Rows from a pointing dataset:
□ □ □ □ □
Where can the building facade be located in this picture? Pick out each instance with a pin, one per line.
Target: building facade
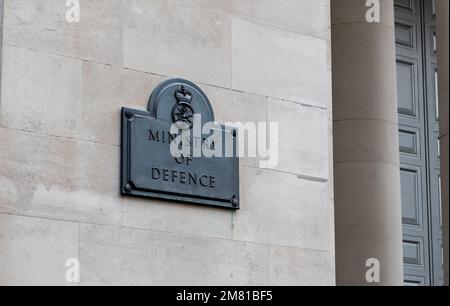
(334, 82)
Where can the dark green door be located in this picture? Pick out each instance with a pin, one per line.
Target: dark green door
(419, 145)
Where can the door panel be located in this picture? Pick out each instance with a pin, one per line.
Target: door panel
(418, 138)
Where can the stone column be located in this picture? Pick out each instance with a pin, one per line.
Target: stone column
(366, 163)
(442, 16)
□ □ □ □ □
## [Task requirements]
Repeat word for word the lines above, from the line with "Where can the door" through the final line of the records, both ends included.

## [Exercise output]
Where can the door panel be located in this picture? Pick out each instance with a pin, one per line.
Target: door panel
(418, 138)
Where can the stone column be located in this picture? Pick out each instance with a pin, one per line.
Target: stone column
(366, 163)
(442, 16)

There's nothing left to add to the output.